(Shape boundary records)
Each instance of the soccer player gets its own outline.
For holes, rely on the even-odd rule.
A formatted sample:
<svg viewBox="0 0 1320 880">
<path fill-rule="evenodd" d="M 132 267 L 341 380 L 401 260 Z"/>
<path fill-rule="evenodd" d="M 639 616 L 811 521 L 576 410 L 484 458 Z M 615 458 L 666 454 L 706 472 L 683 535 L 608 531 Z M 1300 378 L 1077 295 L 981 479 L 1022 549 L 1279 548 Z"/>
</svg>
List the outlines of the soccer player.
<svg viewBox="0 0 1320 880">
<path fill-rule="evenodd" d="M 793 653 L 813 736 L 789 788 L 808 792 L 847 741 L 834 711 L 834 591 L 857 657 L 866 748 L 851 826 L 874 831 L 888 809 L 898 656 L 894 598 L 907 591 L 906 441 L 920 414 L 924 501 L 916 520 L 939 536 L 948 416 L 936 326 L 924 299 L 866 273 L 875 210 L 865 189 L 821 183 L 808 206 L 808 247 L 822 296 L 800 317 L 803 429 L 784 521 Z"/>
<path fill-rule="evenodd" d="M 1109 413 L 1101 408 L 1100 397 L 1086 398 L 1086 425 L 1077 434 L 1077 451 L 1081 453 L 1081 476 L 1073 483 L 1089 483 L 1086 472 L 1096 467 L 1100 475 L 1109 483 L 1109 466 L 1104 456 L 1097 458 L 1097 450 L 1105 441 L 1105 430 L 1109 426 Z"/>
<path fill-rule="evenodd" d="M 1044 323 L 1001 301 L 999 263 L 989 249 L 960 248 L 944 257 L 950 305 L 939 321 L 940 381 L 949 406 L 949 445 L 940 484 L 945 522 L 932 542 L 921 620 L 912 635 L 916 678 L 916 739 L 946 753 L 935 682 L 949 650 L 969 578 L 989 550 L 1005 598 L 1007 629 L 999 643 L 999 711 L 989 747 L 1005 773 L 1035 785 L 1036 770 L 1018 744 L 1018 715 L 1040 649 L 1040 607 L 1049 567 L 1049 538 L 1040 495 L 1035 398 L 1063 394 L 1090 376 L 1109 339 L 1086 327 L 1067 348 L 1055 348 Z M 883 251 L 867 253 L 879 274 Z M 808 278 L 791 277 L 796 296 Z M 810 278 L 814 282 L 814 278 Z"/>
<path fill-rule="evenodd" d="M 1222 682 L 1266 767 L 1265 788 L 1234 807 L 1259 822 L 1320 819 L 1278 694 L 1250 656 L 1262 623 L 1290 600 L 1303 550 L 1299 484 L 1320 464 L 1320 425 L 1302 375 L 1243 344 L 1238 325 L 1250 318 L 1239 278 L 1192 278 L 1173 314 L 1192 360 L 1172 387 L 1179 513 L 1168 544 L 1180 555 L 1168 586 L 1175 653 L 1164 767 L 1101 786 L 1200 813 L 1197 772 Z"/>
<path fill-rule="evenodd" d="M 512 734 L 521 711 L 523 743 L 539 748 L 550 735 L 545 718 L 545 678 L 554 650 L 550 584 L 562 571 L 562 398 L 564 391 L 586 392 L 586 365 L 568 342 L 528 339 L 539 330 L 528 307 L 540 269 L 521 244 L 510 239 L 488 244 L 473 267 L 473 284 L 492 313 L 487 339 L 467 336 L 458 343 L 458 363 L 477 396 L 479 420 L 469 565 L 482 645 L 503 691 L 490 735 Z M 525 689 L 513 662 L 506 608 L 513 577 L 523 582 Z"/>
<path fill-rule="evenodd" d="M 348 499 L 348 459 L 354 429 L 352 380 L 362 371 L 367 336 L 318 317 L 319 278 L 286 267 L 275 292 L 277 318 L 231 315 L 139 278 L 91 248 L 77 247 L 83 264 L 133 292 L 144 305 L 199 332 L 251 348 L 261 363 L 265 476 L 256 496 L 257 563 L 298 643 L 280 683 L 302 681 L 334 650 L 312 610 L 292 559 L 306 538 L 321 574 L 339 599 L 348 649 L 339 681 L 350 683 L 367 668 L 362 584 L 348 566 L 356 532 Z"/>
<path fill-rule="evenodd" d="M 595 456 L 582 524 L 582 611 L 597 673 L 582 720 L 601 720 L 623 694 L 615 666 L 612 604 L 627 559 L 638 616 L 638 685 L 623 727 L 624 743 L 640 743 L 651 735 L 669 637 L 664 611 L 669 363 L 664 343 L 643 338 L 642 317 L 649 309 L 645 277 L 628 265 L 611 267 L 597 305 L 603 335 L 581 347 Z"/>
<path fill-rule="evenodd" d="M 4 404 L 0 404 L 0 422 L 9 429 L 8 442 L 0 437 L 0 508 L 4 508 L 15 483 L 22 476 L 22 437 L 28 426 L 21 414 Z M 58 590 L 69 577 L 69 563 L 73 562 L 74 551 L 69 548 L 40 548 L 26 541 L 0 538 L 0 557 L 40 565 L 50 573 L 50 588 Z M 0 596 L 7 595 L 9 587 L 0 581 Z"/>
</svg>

**Task requirements:** Please reproduce every line of the records above, character for character.

**Correct response:**
Each instance of the soccer player gets its own outline.
For holes, rely on the even-odd rule.
A formatted sample:
<svg viewBox="0 0 1320 880">
<path fill-rule="evenodd" d="M 132 267 L 341 380 L 401 260 Z"/>
<path fill-rule="evenodd" d="M 639 616 L 811 521 L 576 410 L 484 458 Z M 615 458 L 666 454 L 706 472 L 683 535 L 608 531 Z M 1300 378 L 1077 295 L 981 479 L 1022 549 L 1279 548 Z"/>
</svg>
List the outlines of the soccer player.
<svg viewBox="0 0 1320 880">
<path fill-rule="evenodd" d="M 793 653 L 813 736 L 789 788 L 808 792 L 847 741 L 834 711 L 834 591 L 857 657 L 866 748 L 851 826 L 874 831 L 888 809 L 898 656 L 894 598 L 907 591 L 906 441 L 920 414 L 924 501 L 916 520 L 939 536 L 948 416 L 936 326 L 924 299 L 866 273 L 875 210 L 865 189 L 821 183 L 808 206 L 808 247 L 822 296 L 800 317 L 803 429 L 784 521 Z"/>
<path fill-rule="evenodd" d="M 1109 413 L 1101 408 L 1100 397 L 1086 398 L 1086 425 L 1077 434 L 1077 451 L 1081 453 L 1081 476 L 1073 483 L 1089 483 L 1086 472 L 1096 467 L 1100 475 L 1109 483 L 1109 466 L 1104 456 L 1097 458 L 1097 450 L 1105 441 L 1105 430 L 1109 426 Z"/>
<path fill-rule="evenodd" d="M 1044 323 L 1001 301 L 999 263 L 989 249 L 960 248 L 944 257 L 950 305 L 939 321 L 940 381 L 949 406 L 949 445 L 940 484 L 945 522 L 932 542 L 921 620 L 912 635 L 916 678 L 916 739 L 946 753 L 935 682 L 949 650 L 969 578 L 989 550 L 1005 598 L 1007 629 L 999 643 L 999 711 L 989 747 L 1005 773 L 1035 785 L 1036 770 L 1018 744 L 1018 715 L 1040 649 L 1040 607 L 1049 567 L 1049 538 L 1040 495 L 1035 398 L 1063 394 L 1090 376 L 1109 339 L 1086 327 L 1067 348 L 1055 348 Z M 883 251 L 867 253 L 879 274 Z M 808 278 L 791 277 L 796 296 Z M 810 278 L 814 282 L 814 278 Z"/>
<path fill-rule="evenodd" d="M 1222 682 L 1266 767 L 1265 788 L 1234 807 L 1259 822 L 1320 819 L 1278 694 L 1250 656 L 1262 623 L 1290 600 L 1303 550 L 1299 484 L 1320 464 L 1320 425 L 1302 375 L 1243 344 L 1238 325 L 1250 318 L 1239 278 L 1192 278 L 1173 314 L 1192 360 L 1172 387 L 1179 513 L 1168 544 L 1180 555 L 1168 586 L 1175 653 L 1164 767 L 1101 786 L 1200 813 L 1197 772 Z"/>
<path fill-rule="evenodd" d="M 512 734 L 521 711 L 523 743 L 539 748 L 550 735 L 545 718 L 545 678 L 554 650 L 550 584 L 562 571 L 562 398 L 564 391 L 586 392 L 586 365 L 568 342 L 528 339 L 539 330 L 528 307 L 540 269 L 521 244 L 510 239 L 488 244 L 473 267 L 473 284 L 492 313 L 487 339 L 467 336 L 458 343 L 458 363 L 477 396 L 479 420 L 469 565 L 482 645 L 503 691 L 490 735 Z M 525 689 L 513 662 L 506 608 L 513 577 L 523 582 Z"/>
<path fill-rule="evenodd" d="M 348 499 L 348 459 L 354 429 L 352 380 L 362 371 L 367 336 L 318 317 L 319 278 L 286 267 L 275 292 L 277 318 L 231 315 L 139 278 L 91 248 L 77 247 L 83 264 L 133 292 L 144 305 L 199 332 L 251 348 L 261 363 L 265 476 L 256 496 L 257 563 L 298 643 L 280 683 L 302 681 L 334 650 L 312 610 L 292 559 L 306 538 L 321 574 L 339 599 L 348 649 L 339 681 L 350 683 L 367 668 L 362 584 L 348 566 L 356 532 Z"/>
<path fill-rule="evenodd" d="M 595 456 L 582 524 L 582 611 L 597 673 L 582 720 L 601 720 L 623 694 L 615 666 L 612 604 L 627 559 L 638 616 L 638 685 L 623 727 L 624 743 L 640 743 L 651 735 L 669 637 L 664 611 L 669 363 L 664 343 L 643 338 L 642 317 L 649 309 L 645 277 L 628 265 L 611 267 L 597 305 L 603 335 L 581 347 Z"/>
<path fill-rule="evenodd" d="M 4 404 L 0 404 L 0 422 L 9 429 L 8 442 L 0 437 L 0 508 L 4 508 L 15 483 L 22 476 L 22 437 L 28 426 L 21 414 Z M 58 590 L 69 577 L 69 563 L 73 562 L 74 551 L 69 548 L 40 548 L 26 541 L 0 538 L 0 557 L 40 565 L 50 573 L 50 588 Z M 0 596 L 7 595 L 9 587 L 0 581 Z"/>
</svg>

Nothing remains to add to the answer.